_WHAT YOU NEED TO DO_
a) In the bug thread, why does the post that begins "Dear Developers" call the bug highly critical?
b) Reproduce the part of the bug thread from "I'm also affected by this bug and" up to and including "mentioned) and Dutch.".

_PASSAGE TO READ_
Thanks for the bug report. This particular bug has already been reported, but feel free to report any other bugs you find.

Changed in file-roller (Ubuntu):
assignee: nobody → Ubuntu Desktop Bugs (desktop-bugs)
importance: Undecided → Low
status: New → Invalid
dabeatle28 (davagui) wrote :

I'm also affected by this bug, zip archives containing files with filenames containing accented or special characters like: á, é, í, ó, ú can not be extracted (I get this error message: "caution: filename not matched") nor renamed.

Also if I edit a file with spaces in its filename, File Roller refuse to update it inside the archive, I get this error message:
zip warning: name not matched: Doc%20con%20espacios.txt
zip error: Nothing to do! (/media/Documentos/Prueba con acentos y espacios.zip)

dabeatle28 (davagui) wrote :

Some info on my system, If any othe info needed let me know:

Ubuntu 2.6.31-17.54-generic
file-roller 2.28.1-0ubuntu1
Linux 2.6.31-17-generic i686

LANG=es_MX.UTF-8
SHELL=/bin/bash

Ubuntu 9.10
Executable path: /usr/bin/file-roller

Dear Developers,

I am very strongly convinced that this bug is a highly critical one. I cannot unzip most .zip files in Ubuntu in the Gnome Desktop Environment due to this bug. I can work around this problem because I can use the command line version (unzip), but most users cannot. After a few attempts MANY users will say they that Ubuntu is useless because such an every day task cannot be solved in a convenient way.

PLEASE FIX THIS PROBLEM AS SOON AS POSSIBLE!

Thanks!

markusd112 (markusd112) wrote :

I fully agree with Kovacs: this bugs makes the Ubuntu environment relatively useless for a non english user. Escpecially for non technical users, that cannot unzip such a file via command line this is an additional argument to switch back to windows, where this is absolutely no problem. In Ubuntu 10.04 this bug still exists...

fundriver (fundriver) wrote :

I'm also affected by this bug and agree with the two people above me. The problem is for users who use the german language critical if you dont use the terminal.

.cobnet (mattias-campe) wrote :

Can somebody explain why the status in this bug is 'invalid'? On my 10.10 system (file-roller 2.32.0-0ubuntu1) it's still not working. I also see that the importance of this bug is 'low', but for some languages it's very critical, eg. German (like already mentioned) and Dutch.

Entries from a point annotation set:
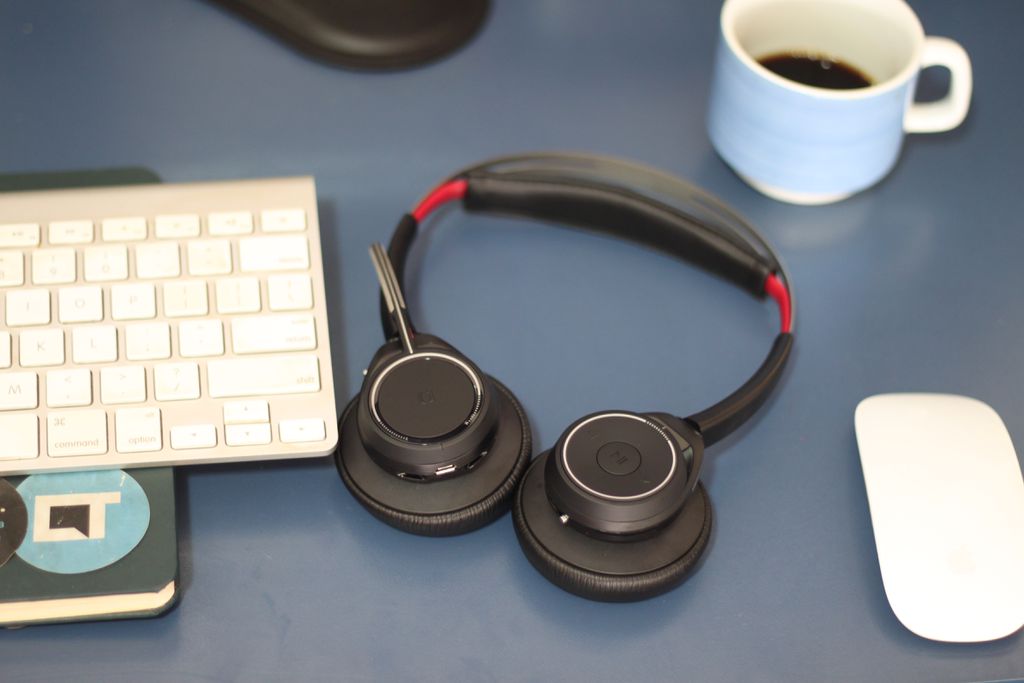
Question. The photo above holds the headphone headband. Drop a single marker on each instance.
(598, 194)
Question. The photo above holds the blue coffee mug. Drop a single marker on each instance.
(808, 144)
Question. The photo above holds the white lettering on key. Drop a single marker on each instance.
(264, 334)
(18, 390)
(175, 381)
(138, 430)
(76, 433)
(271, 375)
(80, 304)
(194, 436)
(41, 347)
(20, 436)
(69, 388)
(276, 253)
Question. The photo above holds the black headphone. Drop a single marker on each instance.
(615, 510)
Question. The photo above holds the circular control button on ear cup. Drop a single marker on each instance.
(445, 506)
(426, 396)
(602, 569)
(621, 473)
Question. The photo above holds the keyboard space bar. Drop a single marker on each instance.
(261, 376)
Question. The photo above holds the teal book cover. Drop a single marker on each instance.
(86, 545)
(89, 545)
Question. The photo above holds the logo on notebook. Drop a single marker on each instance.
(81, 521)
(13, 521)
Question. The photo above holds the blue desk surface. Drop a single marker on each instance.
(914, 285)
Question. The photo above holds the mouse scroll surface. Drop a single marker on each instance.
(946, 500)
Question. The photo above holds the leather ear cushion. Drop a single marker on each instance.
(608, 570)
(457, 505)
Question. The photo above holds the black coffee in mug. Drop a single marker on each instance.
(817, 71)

* * *

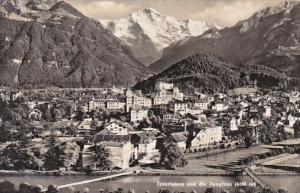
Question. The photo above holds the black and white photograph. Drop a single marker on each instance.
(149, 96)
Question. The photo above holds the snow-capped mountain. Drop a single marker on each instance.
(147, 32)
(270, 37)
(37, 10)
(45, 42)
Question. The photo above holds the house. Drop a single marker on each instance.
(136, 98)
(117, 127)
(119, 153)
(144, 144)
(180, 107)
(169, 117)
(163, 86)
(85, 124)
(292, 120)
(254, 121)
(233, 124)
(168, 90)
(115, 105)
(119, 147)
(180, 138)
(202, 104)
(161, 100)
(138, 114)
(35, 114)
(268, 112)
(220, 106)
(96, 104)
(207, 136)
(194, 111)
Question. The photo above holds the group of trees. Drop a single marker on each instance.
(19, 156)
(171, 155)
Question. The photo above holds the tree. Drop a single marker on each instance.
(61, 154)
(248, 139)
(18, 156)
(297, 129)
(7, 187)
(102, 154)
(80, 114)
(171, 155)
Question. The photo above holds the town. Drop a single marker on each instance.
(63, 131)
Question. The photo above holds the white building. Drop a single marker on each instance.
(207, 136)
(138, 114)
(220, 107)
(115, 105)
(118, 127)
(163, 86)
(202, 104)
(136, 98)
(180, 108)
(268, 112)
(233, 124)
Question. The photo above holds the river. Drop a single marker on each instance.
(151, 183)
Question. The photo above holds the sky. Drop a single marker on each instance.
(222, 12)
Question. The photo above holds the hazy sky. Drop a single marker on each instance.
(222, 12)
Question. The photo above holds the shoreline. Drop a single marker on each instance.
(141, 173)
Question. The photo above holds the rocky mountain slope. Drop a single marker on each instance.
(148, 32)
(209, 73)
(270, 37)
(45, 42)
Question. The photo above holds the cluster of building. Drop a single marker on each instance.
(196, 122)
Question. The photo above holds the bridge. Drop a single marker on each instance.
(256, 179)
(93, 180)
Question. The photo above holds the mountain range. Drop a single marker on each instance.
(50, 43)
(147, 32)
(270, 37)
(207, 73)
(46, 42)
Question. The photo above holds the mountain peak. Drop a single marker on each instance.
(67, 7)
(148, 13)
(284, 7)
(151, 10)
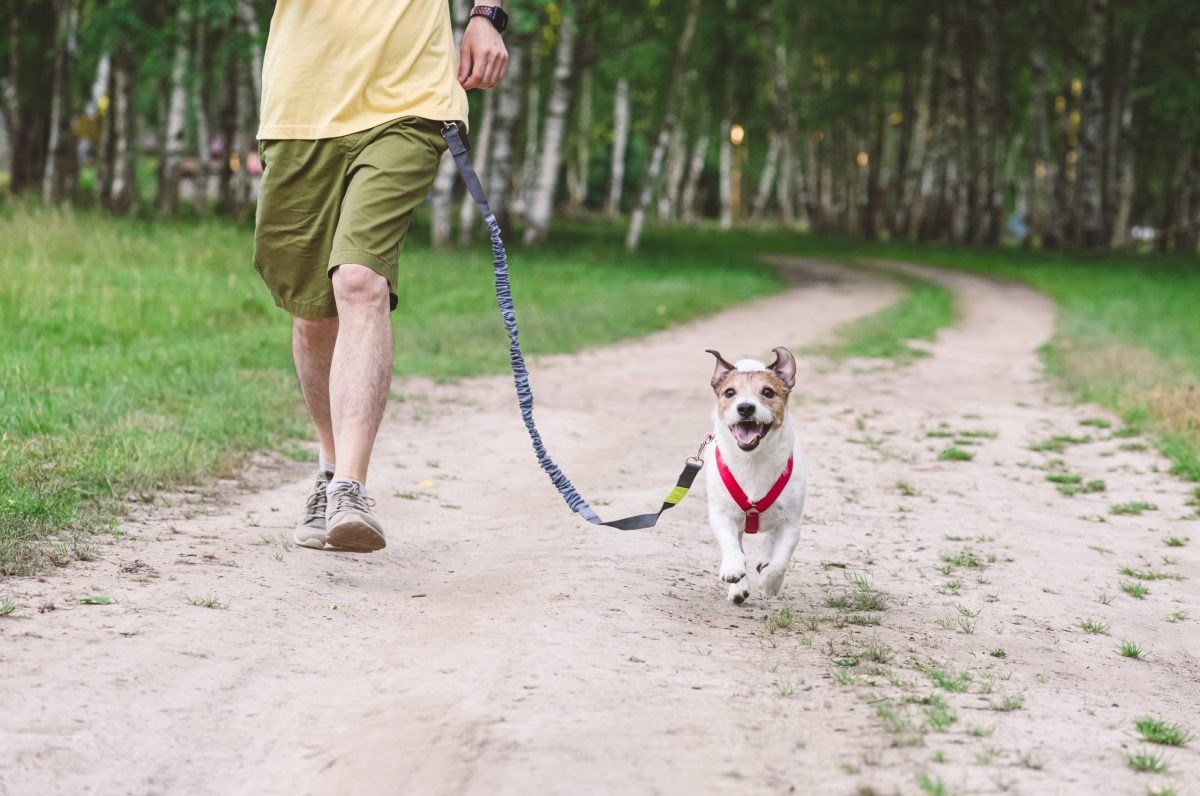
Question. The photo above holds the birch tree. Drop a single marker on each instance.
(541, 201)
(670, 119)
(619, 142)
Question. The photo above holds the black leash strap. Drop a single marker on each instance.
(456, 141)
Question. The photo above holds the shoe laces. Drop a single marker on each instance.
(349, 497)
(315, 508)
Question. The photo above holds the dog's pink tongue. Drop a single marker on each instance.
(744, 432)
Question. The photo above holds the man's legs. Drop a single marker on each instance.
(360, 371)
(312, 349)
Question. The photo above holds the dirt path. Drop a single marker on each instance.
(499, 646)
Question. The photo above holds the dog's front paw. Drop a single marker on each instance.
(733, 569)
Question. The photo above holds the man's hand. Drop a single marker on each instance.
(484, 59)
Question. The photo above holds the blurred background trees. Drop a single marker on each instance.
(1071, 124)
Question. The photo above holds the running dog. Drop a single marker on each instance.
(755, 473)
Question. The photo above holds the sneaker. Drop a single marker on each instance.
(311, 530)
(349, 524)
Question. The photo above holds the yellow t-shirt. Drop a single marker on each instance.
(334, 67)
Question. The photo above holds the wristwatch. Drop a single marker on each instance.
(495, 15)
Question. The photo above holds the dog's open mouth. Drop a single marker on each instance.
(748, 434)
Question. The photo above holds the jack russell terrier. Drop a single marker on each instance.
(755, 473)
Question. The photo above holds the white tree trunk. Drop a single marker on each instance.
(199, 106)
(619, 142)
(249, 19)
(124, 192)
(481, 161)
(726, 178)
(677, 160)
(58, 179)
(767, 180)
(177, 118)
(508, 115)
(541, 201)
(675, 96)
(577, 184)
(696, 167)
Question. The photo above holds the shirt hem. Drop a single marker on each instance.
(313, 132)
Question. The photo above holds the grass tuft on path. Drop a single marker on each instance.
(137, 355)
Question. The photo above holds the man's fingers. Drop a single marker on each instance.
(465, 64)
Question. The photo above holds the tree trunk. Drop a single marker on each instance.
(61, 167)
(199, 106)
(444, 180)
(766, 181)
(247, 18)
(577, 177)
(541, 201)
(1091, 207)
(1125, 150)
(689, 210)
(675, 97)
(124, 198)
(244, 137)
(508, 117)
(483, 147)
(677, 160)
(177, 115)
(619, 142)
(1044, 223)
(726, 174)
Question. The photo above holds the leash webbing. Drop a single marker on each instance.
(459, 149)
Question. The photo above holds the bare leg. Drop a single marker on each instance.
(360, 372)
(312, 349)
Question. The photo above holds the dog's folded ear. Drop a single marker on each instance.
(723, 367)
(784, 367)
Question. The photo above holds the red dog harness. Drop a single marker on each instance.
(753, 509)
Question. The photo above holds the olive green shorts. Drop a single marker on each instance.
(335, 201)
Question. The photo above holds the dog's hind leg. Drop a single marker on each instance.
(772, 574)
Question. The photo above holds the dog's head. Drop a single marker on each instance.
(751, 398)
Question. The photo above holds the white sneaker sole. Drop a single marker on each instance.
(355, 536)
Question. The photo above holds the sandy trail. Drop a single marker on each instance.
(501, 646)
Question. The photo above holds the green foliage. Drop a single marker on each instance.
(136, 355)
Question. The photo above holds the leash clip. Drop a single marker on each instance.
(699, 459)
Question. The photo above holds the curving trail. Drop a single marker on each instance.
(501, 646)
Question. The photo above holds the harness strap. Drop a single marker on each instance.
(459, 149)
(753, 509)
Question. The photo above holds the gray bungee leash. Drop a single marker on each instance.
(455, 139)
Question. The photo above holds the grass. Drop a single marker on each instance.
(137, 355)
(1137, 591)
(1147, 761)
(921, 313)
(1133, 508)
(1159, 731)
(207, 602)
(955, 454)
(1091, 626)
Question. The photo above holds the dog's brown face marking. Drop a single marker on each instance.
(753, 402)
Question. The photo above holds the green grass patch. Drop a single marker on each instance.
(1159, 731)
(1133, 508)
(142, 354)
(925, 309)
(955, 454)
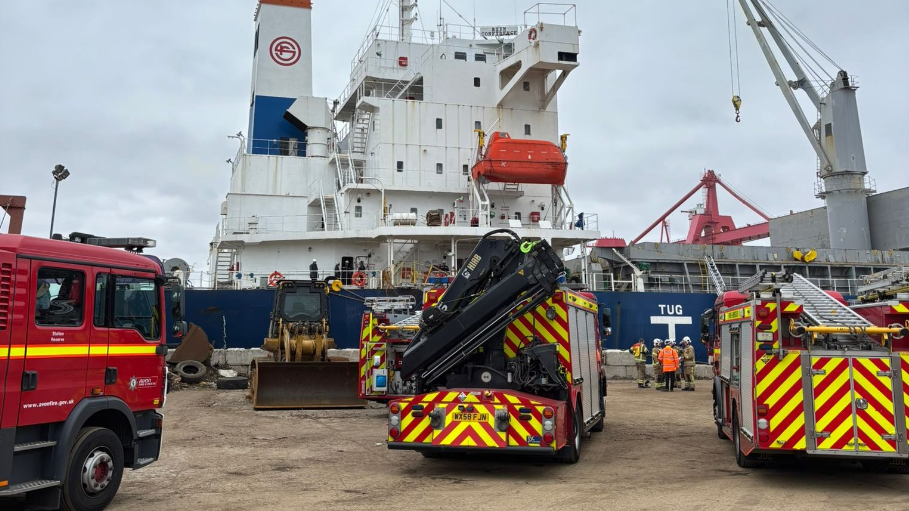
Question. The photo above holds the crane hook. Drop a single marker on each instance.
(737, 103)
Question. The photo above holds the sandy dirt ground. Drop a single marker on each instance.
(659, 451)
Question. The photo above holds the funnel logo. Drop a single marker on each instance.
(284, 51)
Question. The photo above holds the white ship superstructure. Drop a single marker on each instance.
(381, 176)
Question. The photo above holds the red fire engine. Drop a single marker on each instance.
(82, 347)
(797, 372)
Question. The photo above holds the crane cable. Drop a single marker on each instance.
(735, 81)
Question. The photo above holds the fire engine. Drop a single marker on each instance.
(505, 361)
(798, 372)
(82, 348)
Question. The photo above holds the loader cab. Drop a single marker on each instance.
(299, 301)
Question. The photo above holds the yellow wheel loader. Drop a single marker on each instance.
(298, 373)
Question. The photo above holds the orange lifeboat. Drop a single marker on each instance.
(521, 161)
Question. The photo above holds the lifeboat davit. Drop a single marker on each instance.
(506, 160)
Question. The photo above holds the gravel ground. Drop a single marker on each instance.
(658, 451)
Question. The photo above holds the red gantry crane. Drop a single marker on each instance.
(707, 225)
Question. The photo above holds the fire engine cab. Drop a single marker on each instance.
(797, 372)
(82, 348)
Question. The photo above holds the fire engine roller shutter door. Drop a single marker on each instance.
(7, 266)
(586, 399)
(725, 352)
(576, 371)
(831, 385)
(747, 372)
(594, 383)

--

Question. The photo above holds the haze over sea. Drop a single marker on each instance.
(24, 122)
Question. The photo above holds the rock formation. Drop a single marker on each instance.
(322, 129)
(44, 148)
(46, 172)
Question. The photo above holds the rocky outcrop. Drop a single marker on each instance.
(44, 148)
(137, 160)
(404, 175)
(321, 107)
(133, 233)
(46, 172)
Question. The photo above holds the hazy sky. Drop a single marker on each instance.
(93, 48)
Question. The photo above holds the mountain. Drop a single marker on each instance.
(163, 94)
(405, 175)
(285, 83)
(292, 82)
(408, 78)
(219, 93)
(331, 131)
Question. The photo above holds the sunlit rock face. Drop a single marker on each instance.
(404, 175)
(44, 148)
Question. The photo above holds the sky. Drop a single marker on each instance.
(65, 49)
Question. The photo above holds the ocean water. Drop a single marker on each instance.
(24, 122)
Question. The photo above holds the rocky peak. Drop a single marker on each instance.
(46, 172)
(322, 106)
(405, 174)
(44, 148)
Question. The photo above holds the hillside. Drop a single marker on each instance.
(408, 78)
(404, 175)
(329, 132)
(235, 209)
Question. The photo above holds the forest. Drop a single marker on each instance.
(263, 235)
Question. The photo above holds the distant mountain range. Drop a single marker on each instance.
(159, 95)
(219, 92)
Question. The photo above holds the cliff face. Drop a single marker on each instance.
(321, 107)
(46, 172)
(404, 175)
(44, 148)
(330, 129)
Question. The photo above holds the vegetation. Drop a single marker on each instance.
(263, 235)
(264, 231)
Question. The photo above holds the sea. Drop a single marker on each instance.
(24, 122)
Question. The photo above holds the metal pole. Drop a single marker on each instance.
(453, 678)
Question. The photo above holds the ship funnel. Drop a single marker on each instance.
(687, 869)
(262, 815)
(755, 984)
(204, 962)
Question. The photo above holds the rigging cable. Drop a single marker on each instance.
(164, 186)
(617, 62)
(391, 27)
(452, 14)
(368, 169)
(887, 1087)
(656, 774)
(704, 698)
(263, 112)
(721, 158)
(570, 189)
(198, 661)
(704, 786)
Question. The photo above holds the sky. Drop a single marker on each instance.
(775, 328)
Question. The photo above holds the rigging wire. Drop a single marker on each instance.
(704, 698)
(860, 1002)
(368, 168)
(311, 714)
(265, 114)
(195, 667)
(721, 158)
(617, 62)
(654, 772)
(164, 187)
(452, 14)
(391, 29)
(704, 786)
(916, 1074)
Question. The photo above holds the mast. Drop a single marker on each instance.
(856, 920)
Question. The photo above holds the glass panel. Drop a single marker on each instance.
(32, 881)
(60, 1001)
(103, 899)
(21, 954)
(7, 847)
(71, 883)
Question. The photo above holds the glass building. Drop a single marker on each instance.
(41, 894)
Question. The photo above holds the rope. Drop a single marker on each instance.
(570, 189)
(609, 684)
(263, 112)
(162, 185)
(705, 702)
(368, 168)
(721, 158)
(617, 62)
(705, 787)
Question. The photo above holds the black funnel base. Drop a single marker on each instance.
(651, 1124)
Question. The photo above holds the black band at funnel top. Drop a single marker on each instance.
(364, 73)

_COMPLETE ANSWERS_
a) Because of the bug, the writer cannot unzip most .zip files in the Gnome desktop. The writer can get around it with the command-line unzip, but most users cannot. After a few tries, many users will say Ubuntu is useless because such an everyday task can't be done conveniently.

b)
I'm also affected by this bug and agree with the two people above me. The problem is for users who use the german language critical if you dont use the terminal.

.cobnet (mattias-campe) wrote :

Can somebody explain why the status in this bug is 'invalid'? On my 10.10 system (file-roller 2.32.0-0ubuntu1) it's still not working. I also see that the importance of this bug is 'low', but for some languages it's very critical, eg. German (like already mentioned) and Dutch.